Text excerpt:
_____

Republic of the Philippines
G.R. No. 90369 October 31, 1990
FLORENTINO CRUZ AND LINA CRUZ, petitioners,
THE HONORABLE COURT OF APPEALS AND GOVERNMENT SERVICE INSURANCE SYSTEM, respondents.
Isidro D. Amoroso for petitioners.
The enforceability of a deed of sale with assumption of mortgage of property encumbered to the Government Service Insurance System (GSIS), entered into without the previous consent of the latter, is the center of controversy in this petition.
On May 22,1970, petitioners bought a parcel of land with an area of approximately 250 square meters from the spouses Oscar and Eva De los Reyes, registered owners thereof, under Transfer Certificate of Title (TCT) No. 135319 issued by the Register of Deeds of Quezon City. At the time of the sale of the property, it was mortgaged to the GSIS for P20,000.00 which obligation petitioners assumed.
The mortgage contract of the De los Reyes spouses with the GSIS stipulates that "the mortgagor shall not sell, dispose of, mortgage nor in any manner encumber the mortgaged property without the prior consent of the mortgagee. 1
Petitioner Florentino Cruz went to the Real Estate Department of the GSIS to secure its approval. He was interviewed by one Mr. Tobias Jaylo to whom he left a copy of the deed of sale with assumption of mortgage, 2 and his letter request that he be allowed to assume the mortgage obligation of the De los Reyes spouses. After two weeks he returned to Mr. Jaylo only to be informed that the records of the transaction with the De los Reyes spouses could not be found, hence, his request could not be acted upon. As his follow-up proved fruitless, he left the matter to Mr. Jaylo.
On March 12, 1974, petitioner Florentino Cruz wrote to the GSIS wherein petitioner asked for the status of the loan and for a notification as to arrearages, if any, for liquidation. The GSIS denied having received this letter.
In the meanwhile, the amortization of the De los Reyes spouses fell due and the GSIS demanded payment. When the arrearages remained unpaid, the GSIS applied for extrajudicial foreclosure of the property. The foreclosure proceeding was actually held on September 29, 1978. After the one-year period of redemption expired, the GSIS consolidated its ownership and TCT No. 281934 was issued in its favor on September 25, 1981.
On September 17, 1982, the GSIS wrote a letter to petitioner Florentino Cruz and informed him that he was given the opportunity to repurchase the property for P70,000.00 and to pay the monthly rental of P600.00 beginning September 1978 until the corresponding contract of sale shall have been made in favor of petitioners. Petitioner rejected the offer and insisted that he be allowed to liquidate the mortgage indebtedness on the property as of May 20, 1979.3
Hence, the Cruz spouses filed a complaint for annulment of foreclosure, reconveyance and damages in the Regional Trial Court of Quezon City.
On August 14, 1984, the Regional Trial Court rendered its decision dismissing the complaint with costs de oficio.
Petitioners appealed to the Court of Appeals wherein in due course a decision was rendered on September 25, 1989 affirming the appealed decision with costs against petitioners.

_____

Record list:
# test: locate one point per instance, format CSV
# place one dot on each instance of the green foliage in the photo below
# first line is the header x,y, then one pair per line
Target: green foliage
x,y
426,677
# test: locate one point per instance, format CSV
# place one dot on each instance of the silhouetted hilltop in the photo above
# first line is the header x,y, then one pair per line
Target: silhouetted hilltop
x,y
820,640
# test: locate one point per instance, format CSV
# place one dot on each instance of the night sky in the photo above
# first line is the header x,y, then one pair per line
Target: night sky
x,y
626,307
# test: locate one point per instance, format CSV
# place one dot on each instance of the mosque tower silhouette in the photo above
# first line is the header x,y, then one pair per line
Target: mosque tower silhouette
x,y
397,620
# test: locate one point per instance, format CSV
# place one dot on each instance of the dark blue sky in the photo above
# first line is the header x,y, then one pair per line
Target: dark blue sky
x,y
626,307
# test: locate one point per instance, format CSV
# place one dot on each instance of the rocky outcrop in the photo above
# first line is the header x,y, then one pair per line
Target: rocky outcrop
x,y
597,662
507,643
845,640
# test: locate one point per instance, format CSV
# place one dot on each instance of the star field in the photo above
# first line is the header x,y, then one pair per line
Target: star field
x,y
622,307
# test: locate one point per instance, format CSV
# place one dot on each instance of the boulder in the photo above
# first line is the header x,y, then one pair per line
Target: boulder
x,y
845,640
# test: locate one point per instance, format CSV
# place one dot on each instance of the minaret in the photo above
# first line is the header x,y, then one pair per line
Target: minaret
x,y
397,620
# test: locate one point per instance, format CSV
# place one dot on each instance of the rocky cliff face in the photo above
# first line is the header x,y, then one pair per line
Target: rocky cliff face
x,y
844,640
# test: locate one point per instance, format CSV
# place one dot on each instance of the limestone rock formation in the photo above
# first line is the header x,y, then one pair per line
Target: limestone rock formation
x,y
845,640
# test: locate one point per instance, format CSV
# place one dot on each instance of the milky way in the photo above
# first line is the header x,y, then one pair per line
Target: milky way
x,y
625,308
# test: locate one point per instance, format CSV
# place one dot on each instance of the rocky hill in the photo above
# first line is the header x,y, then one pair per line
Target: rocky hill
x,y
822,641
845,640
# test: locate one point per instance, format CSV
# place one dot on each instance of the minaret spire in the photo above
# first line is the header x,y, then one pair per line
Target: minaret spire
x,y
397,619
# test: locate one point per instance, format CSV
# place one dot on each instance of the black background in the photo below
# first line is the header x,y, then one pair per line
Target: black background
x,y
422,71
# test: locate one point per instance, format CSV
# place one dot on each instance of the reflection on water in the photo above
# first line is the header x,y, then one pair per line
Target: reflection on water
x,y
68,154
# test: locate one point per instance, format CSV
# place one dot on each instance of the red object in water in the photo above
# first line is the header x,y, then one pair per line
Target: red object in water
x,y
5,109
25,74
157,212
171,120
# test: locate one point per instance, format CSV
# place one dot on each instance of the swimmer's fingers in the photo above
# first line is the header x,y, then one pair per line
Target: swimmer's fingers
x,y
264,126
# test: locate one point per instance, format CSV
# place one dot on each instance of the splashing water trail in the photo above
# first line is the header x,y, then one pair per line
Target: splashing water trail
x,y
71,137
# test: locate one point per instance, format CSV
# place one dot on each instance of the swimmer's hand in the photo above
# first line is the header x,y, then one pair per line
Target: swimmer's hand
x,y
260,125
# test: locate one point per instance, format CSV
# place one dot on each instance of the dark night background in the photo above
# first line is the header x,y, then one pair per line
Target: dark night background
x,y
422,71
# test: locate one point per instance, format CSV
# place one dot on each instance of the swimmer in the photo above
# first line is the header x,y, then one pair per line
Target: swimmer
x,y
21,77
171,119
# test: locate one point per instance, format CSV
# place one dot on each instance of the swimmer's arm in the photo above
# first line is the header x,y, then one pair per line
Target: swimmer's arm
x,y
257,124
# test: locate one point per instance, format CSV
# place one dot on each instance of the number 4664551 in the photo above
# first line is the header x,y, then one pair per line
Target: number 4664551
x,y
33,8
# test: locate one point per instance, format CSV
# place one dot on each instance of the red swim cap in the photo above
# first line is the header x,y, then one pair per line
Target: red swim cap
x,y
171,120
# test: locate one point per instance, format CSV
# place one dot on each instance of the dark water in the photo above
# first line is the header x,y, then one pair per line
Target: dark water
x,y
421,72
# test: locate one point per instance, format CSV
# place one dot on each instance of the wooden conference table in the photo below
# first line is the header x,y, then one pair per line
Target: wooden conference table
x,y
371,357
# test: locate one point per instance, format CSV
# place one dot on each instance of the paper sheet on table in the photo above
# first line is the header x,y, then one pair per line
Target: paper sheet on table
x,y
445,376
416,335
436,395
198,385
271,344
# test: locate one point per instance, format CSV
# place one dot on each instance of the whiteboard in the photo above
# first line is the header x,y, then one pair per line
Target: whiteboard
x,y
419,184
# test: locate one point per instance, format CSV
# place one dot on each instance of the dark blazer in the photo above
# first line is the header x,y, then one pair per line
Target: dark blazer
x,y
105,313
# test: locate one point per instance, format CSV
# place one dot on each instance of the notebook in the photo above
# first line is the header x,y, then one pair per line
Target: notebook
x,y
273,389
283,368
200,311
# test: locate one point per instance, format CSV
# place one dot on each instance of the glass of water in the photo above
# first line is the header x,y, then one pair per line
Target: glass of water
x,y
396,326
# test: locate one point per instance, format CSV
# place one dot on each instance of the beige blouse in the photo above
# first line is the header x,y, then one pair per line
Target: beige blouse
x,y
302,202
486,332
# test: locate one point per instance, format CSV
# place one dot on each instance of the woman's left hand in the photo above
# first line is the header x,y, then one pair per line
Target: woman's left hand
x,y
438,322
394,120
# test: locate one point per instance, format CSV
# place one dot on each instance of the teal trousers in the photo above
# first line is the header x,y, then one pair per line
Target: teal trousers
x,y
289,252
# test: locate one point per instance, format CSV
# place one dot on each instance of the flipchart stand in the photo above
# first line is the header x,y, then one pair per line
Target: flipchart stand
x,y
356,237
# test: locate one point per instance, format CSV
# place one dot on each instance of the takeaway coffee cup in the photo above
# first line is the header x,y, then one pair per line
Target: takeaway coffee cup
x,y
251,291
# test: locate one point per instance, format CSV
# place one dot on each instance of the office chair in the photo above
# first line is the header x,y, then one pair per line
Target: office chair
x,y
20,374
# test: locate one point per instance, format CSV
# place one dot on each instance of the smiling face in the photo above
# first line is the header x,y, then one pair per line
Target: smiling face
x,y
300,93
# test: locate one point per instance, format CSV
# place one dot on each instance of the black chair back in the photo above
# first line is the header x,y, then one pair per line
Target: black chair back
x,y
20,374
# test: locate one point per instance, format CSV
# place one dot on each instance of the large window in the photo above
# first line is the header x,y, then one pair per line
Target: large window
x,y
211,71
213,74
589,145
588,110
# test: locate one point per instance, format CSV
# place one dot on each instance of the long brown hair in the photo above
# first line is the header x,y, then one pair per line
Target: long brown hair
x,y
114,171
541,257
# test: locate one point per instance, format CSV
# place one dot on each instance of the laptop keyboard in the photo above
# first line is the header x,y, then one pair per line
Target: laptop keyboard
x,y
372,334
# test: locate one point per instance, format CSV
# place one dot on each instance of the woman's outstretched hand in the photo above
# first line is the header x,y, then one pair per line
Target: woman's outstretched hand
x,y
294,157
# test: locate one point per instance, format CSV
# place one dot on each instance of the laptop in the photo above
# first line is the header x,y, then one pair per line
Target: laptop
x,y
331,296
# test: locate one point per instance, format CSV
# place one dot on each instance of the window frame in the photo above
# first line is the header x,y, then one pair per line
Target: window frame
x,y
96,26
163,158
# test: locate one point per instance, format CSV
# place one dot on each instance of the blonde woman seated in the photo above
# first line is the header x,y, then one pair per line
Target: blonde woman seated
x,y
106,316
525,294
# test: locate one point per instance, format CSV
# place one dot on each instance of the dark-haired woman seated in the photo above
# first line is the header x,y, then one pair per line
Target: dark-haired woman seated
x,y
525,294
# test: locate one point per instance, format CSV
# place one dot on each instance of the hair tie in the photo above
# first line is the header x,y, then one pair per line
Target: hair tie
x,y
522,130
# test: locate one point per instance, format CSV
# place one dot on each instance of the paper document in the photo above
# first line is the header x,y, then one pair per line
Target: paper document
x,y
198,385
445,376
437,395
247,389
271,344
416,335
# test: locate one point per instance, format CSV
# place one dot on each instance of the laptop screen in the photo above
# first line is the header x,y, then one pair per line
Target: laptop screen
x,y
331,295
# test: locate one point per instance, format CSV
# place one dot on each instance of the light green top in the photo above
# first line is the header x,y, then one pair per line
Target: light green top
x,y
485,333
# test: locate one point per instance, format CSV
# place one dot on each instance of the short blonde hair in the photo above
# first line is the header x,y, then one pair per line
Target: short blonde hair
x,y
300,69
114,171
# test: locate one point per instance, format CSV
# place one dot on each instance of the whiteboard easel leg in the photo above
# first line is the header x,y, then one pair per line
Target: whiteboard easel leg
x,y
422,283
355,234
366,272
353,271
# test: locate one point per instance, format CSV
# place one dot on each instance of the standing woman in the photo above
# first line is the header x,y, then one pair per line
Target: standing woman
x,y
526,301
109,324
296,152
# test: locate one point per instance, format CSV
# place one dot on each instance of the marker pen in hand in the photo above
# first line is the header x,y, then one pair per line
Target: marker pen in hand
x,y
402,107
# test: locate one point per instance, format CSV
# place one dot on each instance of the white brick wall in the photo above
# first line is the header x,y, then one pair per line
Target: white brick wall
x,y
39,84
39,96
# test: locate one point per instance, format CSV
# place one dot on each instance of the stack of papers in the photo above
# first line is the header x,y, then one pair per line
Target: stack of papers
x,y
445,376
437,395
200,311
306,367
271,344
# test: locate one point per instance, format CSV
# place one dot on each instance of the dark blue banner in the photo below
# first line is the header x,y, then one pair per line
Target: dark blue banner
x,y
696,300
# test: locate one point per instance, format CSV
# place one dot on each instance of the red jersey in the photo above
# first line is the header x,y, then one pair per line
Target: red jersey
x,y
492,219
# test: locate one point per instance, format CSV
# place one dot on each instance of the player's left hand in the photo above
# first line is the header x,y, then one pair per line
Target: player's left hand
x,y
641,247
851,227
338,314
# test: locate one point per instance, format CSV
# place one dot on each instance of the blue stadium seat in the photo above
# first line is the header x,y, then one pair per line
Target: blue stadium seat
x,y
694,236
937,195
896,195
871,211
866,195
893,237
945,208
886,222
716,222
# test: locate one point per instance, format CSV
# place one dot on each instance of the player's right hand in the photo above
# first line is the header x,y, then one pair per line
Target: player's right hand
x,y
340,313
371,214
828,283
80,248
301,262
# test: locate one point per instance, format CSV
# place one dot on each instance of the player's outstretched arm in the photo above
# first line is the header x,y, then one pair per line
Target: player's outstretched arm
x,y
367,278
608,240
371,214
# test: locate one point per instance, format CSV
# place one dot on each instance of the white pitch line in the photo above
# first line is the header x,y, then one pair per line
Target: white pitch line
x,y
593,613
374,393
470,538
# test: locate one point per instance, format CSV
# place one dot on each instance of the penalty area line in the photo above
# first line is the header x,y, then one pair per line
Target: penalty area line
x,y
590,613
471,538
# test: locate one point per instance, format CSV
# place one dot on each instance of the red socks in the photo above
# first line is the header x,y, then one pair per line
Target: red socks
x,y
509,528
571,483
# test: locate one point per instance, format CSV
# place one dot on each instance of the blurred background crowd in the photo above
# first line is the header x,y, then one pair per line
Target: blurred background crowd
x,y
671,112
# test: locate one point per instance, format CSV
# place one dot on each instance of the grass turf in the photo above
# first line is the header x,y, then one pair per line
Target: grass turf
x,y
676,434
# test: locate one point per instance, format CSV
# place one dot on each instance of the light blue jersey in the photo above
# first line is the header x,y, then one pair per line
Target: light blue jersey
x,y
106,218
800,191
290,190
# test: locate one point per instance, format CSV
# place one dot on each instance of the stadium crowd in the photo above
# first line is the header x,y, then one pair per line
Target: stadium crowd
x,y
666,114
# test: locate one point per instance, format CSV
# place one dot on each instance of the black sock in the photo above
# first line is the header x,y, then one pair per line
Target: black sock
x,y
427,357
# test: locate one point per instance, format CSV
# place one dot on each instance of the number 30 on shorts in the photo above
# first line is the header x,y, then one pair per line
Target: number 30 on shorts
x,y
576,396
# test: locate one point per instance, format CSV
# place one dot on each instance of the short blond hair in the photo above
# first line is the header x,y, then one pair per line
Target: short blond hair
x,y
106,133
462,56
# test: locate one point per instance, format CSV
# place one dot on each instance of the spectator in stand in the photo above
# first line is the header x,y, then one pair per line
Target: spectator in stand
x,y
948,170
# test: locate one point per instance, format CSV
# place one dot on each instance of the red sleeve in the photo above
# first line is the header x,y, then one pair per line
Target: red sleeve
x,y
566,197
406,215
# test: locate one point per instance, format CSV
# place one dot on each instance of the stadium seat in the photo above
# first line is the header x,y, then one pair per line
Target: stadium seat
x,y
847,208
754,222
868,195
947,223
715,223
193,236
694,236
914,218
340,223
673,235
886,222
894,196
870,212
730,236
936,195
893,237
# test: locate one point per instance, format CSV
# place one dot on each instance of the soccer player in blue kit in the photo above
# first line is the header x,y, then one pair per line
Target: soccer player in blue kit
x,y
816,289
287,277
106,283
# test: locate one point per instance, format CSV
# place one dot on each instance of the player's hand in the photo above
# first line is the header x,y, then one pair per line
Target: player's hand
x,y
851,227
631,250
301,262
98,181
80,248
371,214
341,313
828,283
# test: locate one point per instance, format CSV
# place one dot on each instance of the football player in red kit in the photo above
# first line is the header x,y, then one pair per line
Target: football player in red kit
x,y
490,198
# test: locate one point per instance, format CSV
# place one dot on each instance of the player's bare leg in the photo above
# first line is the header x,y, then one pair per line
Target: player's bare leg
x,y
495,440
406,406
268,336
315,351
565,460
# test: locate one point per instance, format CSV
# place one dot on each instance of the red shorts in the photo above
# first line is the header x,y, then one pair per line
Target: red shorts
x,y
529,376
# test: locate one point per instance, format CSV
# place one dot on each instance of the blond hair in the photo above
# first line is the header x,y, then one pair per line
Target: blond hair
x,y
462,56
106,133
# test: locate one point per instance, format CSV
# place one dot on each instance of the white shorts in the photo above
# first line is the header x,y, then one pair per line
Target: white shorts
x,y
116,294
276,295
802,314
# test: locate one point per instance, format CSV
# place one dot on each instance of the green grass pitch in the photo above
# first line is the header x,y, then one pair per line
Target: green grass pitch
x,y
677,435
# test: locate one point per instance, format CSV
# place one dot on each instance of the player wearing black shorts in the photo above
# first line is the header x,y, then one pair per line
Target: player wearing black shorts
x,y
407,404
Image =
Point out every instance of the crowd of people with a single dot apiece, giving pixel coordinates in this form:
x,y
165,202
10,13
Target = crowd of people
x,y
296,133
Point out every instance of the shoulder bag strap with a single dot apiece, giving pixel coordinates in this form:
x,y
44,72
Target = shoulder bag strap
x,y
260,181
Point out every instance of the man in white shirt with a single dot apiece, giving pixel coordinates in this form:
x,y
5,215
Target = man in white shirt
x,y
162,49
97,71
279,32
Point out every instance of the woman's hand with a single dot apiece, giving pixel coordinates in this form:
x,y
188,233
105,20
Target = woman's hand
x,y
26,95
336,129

_____

Resume the court decision on the Cruz spouses' mortgage dispute with the GSIS, starting immediately after its final sentence.

Now come the petitioners with the herein petition for review on certiorari raising the sole issue of whether or not the respondent Court of Appeals committed errors of law in affirming the order of dismissal issued by the lower court.
The petition is devoid of merit.
In the first place, there can be no question that petitioners purchased the property in question from the De los Reyes spouses by virtue of a deed of sale with assumption of mortgage of the property without the previous consent of the respondent GSIS. Petitioners thereby took a calculated risk knowing as they did that under the mortgage contract of the De los Reyes spouses with the GSIS, its previous consent must be secured in transactions of this nature. When petitioners brought this action to question the validity of the extrajudicial foreclosure sale of the property, the burden was on them to prove their allegations. Unfortunately, petitioners failed to discharge their burden.
In the second place, the contention of petitioners, to the effect that the said foreclosure proceeded without their knowledge or prior notice to them and that this invalidated the foreclosure proceeding, is untenable. Since there is no privity of contract between the petitioners and the GSIS, the latter had no legal duty to notify the petitioners of the said foreclosure proceeding. Moreover, the prior publication of the subject extrajudicial foreclosure sale in a newspaper of general circulation operates as a constructive notice to the whole world, including petitioners, of the sale.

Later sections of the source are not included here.